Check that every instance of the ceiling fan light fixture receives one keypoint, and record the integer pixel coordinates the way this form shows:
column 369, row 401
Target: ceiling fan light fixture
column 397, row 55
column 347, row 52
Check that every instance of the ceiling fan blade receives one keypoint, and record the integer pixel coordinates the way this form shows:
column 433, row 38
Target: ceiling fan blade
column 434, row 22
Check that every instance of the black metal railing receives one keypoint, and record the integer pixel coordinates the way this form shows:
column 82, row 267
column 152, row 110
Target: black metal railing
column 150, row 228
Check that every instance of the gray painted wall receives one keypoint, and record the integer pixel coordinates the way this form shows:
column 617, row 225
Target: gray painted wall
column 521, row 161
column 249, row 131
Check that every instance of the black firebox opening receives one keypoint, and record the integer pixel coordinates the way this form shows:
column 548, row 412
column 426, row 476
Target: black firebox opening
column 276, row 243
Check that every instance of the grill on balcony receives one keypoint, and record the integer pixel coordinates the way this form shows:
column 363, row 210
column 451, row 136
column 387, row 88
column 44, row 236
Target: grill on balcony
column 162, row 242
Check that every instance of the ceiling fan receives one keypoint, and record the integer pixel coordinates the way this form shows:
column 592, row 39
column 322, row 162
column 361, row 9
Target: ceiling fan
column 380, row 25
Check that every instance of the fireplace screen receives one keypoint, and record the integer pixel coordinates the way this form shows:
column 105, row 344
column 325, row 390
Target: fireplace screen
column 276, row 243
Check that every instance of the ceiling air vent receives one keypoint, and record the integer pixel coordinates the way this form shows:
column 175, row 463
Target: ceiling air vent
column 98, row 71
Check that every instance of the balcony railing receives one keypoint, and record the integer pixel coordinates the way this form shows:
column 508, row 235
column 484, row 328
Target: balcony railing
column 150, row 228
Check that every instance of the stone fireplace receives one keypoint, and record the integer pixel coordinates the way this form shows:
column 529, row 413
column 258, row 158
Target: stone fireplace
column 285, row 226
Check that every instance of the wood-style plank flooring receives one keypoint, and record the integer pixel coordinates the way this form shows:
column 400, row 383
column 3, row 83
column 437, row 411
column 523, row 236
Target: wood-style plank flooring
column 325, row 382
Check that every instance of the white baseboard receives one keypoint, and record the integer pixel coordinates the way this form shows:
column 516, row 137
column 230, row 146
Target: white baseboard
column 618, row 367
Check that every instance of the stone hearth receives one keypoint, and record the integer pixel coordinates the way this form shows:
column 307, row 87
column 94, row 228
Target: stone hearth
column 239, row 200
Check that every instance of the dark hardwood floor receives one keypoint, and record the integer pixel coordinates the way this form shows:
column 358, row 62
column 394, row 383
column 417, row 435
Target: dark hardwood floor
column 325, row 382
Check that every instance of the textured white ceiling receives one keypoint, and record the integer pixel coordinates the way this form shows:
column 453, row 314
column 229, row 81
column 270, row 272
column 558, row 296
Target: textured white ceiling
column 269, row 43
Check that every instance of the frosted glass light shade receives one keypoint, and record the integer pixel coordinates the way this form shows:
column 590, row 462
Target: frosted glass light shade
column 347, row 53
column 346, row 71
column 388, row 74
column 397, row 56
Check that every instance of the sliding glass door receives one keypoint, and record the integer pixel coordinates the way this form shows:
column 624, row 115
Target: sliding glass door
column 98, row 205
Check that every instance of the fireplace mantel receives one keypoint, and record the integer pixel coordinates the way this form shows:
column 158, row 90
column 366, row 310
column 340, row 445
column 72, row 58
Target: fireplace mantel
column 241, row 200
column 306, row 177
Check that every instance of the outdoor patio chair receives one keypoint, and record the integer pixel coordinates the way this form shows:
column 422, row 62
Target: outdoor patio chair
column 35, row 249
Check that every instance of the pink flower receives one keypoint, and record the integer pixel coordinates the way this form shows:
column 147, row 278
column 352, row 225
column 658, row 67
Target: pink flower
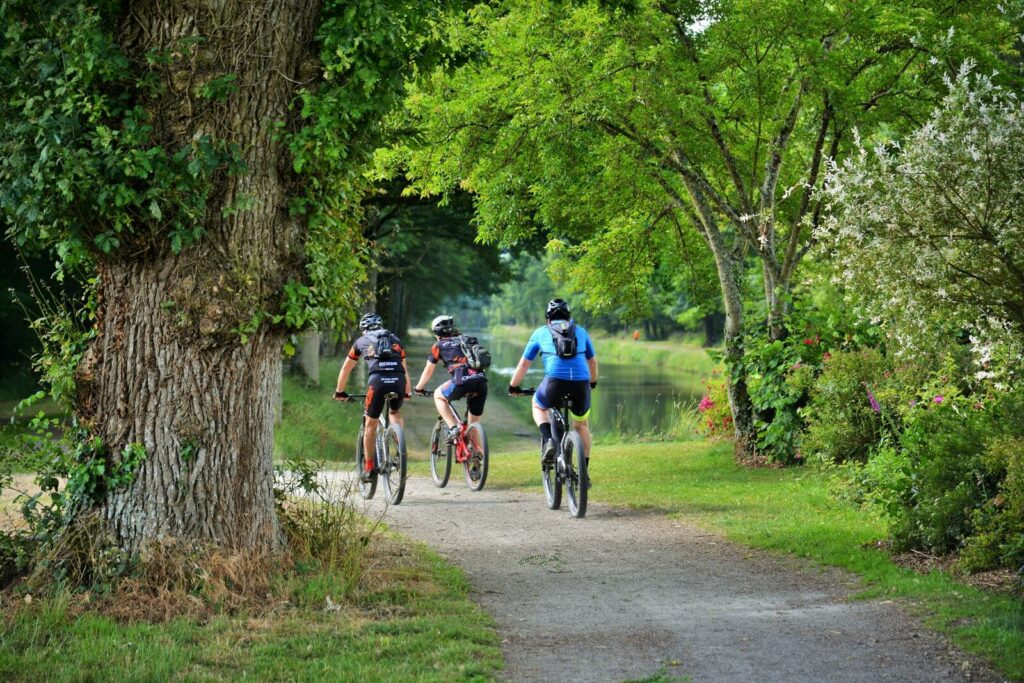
column 872, row 400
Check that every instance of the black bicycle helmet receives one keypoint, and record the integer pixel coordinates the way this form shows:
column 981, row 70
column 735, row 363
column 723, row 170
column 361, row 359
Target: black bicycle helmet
column 442, row 326
column 371, row 322
column 558, row 309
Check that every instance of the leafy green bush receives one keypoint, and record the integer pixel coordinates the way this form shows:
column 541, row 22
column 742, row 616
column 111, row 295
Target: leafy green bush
column 998, row 523
column 953, row 478
column 854, row 401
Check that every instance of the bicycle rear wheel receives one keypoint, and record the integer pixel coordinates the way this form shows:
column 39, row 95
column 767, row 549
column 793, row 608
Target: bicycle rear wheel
column 440, row 461
column 576, row 473
column 394, row 464
column 367, row 488
column 475, row 467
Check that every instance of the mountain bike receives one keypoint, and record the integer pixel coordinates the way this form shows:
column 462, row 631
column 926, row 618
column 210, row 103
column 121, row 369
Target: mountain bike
column 569, row 468
column 469, row 449
column 389, row 457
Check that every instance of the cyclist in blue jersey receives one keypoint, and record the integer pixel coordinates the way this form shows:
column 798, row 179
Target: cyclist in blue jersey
column 569, row 370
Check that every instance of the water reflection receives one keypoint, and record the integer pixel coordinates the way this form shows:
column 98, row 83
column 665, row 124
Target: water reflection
column 630, row 398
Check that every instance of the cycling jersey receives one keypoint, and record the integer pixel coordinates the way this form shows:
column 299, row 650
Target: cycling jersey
column 449, row 351
column 554, row 367
column 369, row 346
column 378, row 387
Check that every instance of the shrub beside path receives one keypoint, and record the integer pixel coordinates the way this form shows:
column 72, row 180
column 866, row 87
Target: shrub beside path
column 626, row 595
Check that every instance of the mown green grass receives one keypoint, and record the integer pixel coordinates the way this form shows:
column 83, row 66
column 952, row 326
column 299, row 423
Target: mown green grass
column 420, row 629
column 790, row 511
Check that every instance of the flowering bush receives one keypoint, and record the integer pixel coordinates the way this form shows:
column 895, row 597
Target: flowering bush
column 927, row 232
column 857, row 399
column 714, row 415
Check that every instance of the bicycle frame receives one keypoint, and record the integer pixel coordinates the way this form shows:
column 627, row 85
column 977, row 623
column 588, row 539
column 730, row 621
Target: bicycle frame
column 382, row 464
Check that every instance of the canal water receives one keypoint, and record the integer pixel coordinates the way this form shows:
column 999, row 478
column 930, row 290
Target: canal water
column 630, row 398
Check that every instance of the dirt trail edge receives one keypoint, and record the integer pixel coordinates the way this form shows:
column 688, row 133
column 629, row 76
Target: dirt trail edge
column 626, row 595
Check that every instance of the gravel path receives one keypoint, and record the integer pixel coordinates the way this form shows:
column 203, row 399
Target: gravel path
column 626, row 595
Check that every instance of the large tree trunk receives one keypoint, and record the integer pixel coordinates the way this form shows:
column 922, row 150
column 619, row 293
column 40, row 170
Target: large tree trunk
column 204, row 413
column 178, row 366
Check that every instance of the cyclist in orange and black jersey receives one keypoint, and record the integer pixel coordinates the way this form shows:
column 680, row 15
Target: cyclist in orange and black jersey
column 387, row 374
column 465, row 382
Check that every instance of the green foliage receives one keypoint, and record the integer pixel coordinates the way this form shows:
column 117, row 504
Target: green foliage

YOUR TASK
From the material above, set down exactly the lines starting at the one with "Target: bicycle rear wheel" and ending at the one with "column 730, row 621", end lines included.

RESPONSE BOX
Target: bicycle rear wheel
column 440, row 461
column 576, row 473
column 394, row 464
column 367, row 488
column 475, row 467
Check that every instance of the mountain bike receives one keypoint, and record the integer pixel coordinates the way this form shows:
column 462, row 631
column 926, row 618
column 210, row 103
column 121, row 369
Target: mountain bike
column 569, row 468
column 469, row 449
column 389, row 457
Check that every instance of the cyclist in blue jersey receives one keypoint, and record the integer pixel coordinates the way this form shows:
column 798, row 179
Target: cyclist in blue jersey
column 569, row 370
Check that every instance of the water reflection receives one keypoint, and record the integer pixel coordinates the way this form shows:
column 98, row 83
column 665, row 124
Target: water reflection
column 630, row 398
Check that every instance of the cycling jersey receives one keypoint, and record the integer pixel coordinates the way this form shows:
column 299, row 650
Target: cycling jersey
column 449, row 351
column 554, row 367
column 369, row 346
column 378, row 387
Check that every instance of the shrub beside path receives one keypoint, and record the integer pixel coordinates the way this form shows:
column 72, row 180
column 866, row 87
Target: shrub beside path
column 626, row 595
Check that every instance of the mown green grass receives one keypoint, and record the integer pixel coordinates the way this form shows:
column 83, row 66
column 952, row 326
column 299, row 423
Target: mown green grass
column 420, row 629
column 790, row 511
Check that every instance of the flowering bush receives one keypoint, and record the integer pixel coordinates the way this form shows:
column 895, row 597
Target: flowering bush
column 927, row 232
column 857, row 399
column 714, row 415
Check that every instance of the bicycle frame receives one keypoint, and record the integer pixel coordinates the way this form shows:
column 627, row 85
column 977, row 623
column 588, row 539
column 730, row 621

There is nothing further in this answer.